▶ **TASK**
When you reach the line containing "Please locate blurred", begin copying, and keep copying each line exactly until the listing ends.

▶ **PROVIDED MATERIAL**
━━━━━━

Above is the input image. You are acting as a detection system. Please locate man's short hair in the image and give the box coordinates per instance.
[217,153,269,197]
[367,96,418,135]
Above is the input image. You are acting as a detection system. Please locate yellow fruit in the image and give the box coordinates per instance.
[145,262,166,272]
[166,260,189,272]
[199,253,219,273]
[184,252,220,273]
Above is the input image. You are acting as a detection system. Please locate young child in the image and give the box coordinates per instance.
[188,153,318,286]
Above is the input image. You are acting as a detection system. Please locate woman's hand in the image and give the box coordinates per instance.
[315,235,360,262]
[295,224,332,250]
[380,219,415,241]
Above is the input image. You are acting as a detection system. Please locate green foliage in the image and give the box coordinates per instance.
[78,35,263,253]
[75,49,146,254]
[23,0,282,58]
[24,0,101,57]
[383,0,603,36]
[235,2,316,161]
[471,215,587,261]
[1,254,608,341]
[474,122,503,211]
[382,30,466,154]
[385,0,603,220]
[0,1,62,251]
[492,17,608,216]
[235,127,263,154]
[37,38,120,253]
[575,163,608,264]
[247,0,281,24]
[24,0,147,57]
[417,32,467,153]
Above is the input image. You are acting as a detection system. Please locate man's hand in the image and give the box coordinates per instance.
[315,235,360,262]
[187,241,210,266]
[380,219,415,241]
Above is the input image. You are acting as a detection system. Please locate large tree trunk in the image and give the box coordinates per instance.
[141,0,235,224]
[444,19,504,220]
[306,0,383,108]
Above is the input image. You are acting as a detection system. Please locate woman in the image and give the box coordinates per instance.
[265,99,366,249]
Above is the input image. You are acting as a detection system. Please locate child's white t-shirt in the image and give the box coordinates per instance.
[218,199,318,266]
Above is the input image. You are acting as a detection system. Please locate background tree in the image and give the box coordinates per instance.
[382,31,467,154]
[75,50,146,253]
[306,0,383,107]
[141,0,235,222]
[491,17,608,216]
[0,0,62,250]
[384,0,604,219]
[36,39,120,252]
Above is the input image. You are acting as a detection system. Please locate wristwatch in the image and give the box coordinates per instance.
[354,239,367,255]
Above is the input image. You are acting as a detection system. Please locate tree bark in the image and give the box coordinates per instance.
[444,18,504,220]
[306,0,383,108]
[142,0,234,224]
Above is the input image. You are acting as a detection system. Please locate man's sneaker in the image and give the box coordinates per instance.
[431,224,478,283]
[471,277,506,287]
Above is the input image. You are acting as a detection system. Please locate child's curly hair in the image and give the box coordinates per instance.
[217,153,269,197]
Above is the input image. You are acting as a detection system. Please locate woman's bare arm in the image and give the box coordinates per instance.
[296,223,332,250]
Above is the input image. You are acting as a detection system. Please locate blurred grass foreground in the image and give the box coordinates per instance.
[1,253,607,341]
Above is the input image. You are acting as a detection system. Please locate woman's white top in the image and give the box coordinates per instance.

━━━━━━

▶ **EXERCISE SOLUTION**
Above is the input image. You are acting as a detection system. Please locate blurred grass foreground in the image and give the box coordinates per instance.
[1,253,607,341]
Above is the input image. You are acting as a detection system. Please locate woman's white top in the image and give the box coordinates per instance.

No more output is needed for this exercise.